# ASSIGNMENT:
A single stretch of the material below is to be transcribed exactly, starting at the line with "Spot the shoe" and ending after the line with "Target: shoe on ground".

# INFORMATION PROVIDED:
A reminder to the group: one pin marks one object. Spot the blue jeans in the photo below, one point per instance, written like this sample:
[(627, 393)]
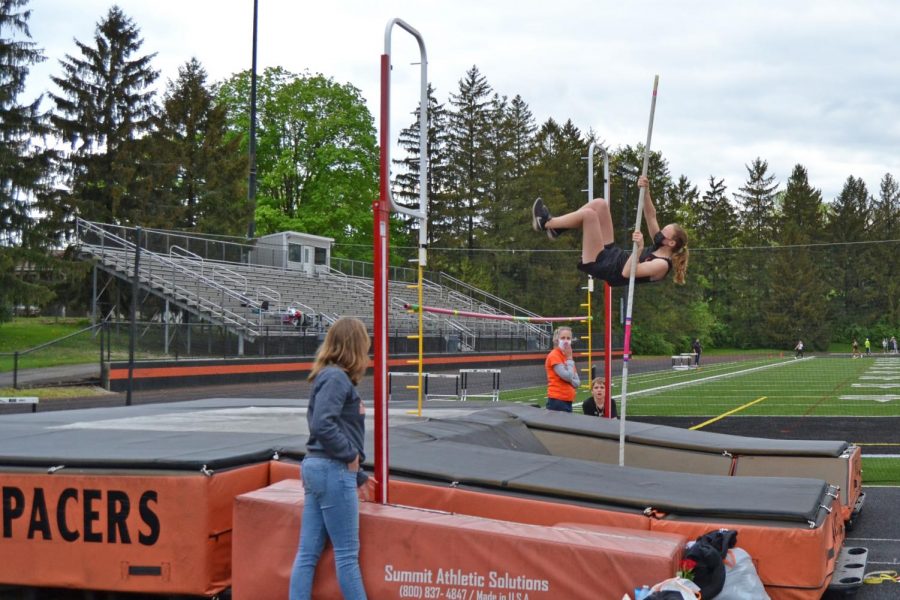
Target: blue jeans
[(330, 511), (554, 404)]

==

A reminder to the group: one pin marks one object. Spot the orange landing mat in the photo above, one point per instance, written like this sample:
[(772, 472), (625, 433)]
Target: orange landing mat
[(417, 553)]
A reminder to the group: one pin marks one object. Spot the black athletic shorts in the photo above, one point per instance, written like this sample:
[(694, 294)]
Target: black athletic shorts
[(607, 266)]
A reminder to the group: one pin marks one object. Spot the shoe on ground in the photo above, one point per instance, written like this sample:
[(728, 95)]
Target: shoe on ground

# TASK RESULT:
A reminder to the group: one pin marks one object. Spot the shoe on ground in the photo above, one point per instance, written like this sample:
[(728, 95)]
Target: shoe on ground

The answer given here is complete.